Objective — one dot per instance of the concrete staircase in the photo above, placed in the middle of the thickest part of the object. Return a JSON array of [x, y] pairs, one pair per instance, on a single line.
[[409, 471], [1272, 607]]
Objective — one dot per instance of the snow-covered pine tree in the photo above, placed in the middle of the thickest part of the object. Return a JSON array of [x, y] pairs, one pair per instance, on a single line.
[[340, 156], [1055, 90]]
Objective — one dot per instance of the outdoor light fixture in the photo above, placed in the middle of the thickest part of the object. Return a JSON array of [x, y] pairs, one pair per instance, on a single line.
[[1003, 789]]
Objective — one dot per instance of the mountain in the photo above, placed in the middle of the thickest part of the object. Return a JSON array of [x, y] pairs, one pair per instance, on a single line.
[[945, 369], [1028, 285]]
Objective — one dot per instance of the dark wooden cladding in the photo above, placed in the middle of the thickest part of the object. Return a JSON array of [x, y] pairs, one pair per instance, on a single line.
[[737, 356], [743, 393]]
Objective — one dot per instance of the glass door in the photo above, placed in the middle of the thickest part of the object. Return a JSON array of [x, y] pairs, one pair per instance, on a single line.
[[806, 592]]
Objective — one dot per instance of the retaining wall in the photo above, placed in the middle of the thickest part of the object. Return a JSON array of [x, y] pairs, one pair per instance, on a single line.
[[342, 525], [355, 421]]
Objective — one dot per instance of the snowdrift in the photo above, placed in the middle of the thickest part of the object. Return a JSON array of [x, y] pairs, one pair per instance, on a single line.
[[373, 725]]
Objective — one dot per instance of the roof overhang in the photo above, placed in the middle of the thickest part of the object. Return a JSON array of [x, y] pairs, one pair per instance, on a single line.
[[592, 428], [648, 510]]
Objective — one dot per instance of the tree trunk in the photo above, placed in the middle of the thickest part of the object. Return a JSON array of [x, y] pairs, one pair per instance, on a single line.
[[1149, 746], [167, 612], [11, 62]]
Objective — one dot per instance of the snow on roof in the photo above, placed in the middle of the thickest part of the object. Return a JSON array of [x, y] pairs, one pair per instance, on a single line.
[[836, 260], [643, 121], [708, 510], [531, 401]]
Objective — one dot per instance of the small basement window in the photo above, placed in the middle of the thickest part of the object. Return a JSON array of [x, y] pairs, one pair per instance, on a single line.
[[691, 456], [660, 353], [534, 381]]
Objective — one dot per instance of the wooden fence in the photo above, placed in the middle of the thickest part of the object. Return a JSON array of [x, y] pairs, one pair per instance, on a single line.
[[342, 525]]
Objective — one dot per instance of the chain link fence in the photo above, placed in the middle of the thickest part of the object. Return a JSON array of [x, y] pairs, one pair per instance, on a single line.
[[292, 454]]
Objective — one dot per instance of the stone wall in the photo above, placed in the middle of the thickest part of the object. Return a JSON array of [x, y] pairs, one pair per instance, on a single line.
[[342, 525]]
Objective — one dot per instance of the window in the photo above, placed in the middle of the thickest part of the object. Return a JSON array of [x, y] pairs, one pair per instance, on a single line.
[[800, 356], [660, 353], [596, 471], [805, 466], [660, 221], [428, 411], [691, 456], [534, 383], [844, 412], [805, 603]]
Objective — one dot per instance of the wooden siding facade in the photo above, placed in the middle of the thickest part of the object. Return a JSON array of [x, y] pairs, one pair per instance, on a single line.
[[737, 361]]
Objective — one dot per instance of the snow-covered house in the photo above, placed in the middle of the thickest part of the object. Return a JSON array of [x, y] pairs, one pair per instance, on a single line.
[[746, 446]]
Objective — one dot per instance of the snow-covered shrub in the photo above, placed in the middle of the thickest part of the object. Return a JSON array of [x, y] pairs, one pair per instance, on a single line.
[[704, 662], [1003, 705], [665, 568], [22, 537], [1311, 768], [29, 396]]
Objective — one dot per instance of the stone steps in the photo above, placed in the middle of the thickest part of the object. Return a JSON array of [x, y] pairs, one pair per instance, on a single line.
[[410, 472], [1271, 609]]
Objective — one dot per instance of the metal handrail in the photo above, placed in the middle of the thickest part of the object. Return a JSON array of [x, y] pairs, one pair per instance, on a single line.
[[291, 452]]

TASK TO COMPLETE - Could you copy every entry above word for word, keeping the original order?

RESULT OF THE TASK -
Objective — one dot per instance of the concrete staircase in the photo above, placed in the middle of the thickest part of the object. Return a JSON array of [x, y] pairs, one pair per instance, on a single line.
[[409, 471], [1272, 607]]
Objective — one dot per instance of the snow-covered pine tree in the photo above, placed in the middle of the thickest part of the object. Return a JSON array of [x, y] pairs, one pair per instance, on a single line.
[[340, 156], [1055, 90]]
Objective — one dot per instance of the outdoor light fixture in the photo above, placed in the middle of the thickest part of the object. Return a JSON array of [x, y] pairs, one pair per instance, on a single line.
[[1003, 789]]
Objective — one dot per instance of the mountain in the photo above, placed in the middle of the thickest part of the object. Return a JSON array of [x, y] pairs, one pair per instance, on a single line.
[[945, 369], [1028, 285]]
Objective — one dot per instance of the dark wooden cladding in the photo above, placed in the middle of the thickest part of the object. Return a JSON array of [x, y] pairs, one pair per instance, on a single line.
[[737, 356], [743, 393]]
Objective — one dot per instance of the glass door in the photo above, placed in the middle of the thickest part of the object. Return a JSON array of [x, y] pairs, one pair per instance, on a single line.
[[806, 592]]
Objective — one dot per instance of the retaining wall in the photo above, placed in the middle of the thickest part of the object. Return a JSON array of [x, y] pairs, one pair per instance, on a single line.
[[342, 525], [355, 421]]
Objective — one dot per instance of the snowdrift in the photo above, placed in the middle of the thickest part of the object. Return a JSON array of [x, y] pairs, one pair per instance, on a single line.
[[373, 725]]
Objective — one dot per instance of the roof overhang in the photo above, placed in the middle of the thickest part of the object. Return a JSON array of [x, y] pairs, one pair per instance, on a single line.
[[592, 428], [648, 510]]
Objective — one dot per instance of the tree trunk in the photo above, placed in the middle of the thickest part of the object. Return a JSON array of [x, y] pairs, one pair per instance, on a single line.
[[1149, 746], [167, 612], [11, 62]]
Objective — one dot per instance of the snow on roof in the photo above, placed in the middle of the thickest part of the object. Return a JSON array of [x, y] pairs, one pair per instance, on a single line.
[[836, 260], [643, 121], [708, 510], [531, 401]]
Objective — one dot per instance of the small basement window in the photo above, placed in the middle of the thickest part of the object. Return a JSON array of [x, y] pairs, one pair per instance, on a single line.
[[691, 456], [660, 353], [534, 381]]
Objective — one dot per instance of the wooden fence in the photo above, placed in the middle of the thickest part of the object. Return a JSON array of [x, y] pairs, one pair per instance, on a single line.
[[342, 525]]
Objective — one dot per instance of the chain link fence in the photo above, placed in the middle of the thickest part of the object. Return a JSON array of [x, y] pairs, one pair per instance, on a single line.
[[292, 454]]
Objective — one dot per instance of the stone wall in the photo above, placed in the middle of the thickest part of the object. Return a JSON array of [x, y] pairs, one pair per instance, on a single line.
[[342, 525]]
Objective — one dot per instance of the window in the photo above, placed in the middle of the thickest part of the object. Return a JSON array of [x, y] pairs, one pair per instance, on a single line.
[[800, 356], [660, 353], [596, 471], [805, 466], [660, 221], [428, 411], [691, 456], [534, 383], [844, 412], [805, 603]]
Objective — one dot per instance of the wooden siding facade in the photo above, placed in the middle of the thickest part of the object. Return a JSON array of [x, y] pairs, one pair per instance, on a single line.
[[737, 361]]
Objective — one dot per instance of the snow-covered house in the photo above, placed in the middle of the thickest part of the object. Return a JSON array of [x, y] pairs, one pair per instance, on a single line.
[[746, 446]]
Objective — one dot per instance of the snow-covered shrub in the photo above, placed in the middle of the thickest part of the object. Return a JSON array of [x, y] pairs, one pair per instance, on a single line.
[[704, 662], [1003, 705], [665, 568], [22, 537], [1311, 768], [29, 396]]
Objective — one dot per instance of the stone steps in the photo above, placed in the middle of the thickest part of the object. Return a JSON array of [x, y] pairs, one pair per instance, on a single line.
[[410, 472], [1271, 609]]
Objective — one dot per instance of the metal handrail in the photo above, placed in the middle of the thickest part of the object. Return a JSON array of [x, y] pairs, one pair per instance, on a single line.
[[291, 452]]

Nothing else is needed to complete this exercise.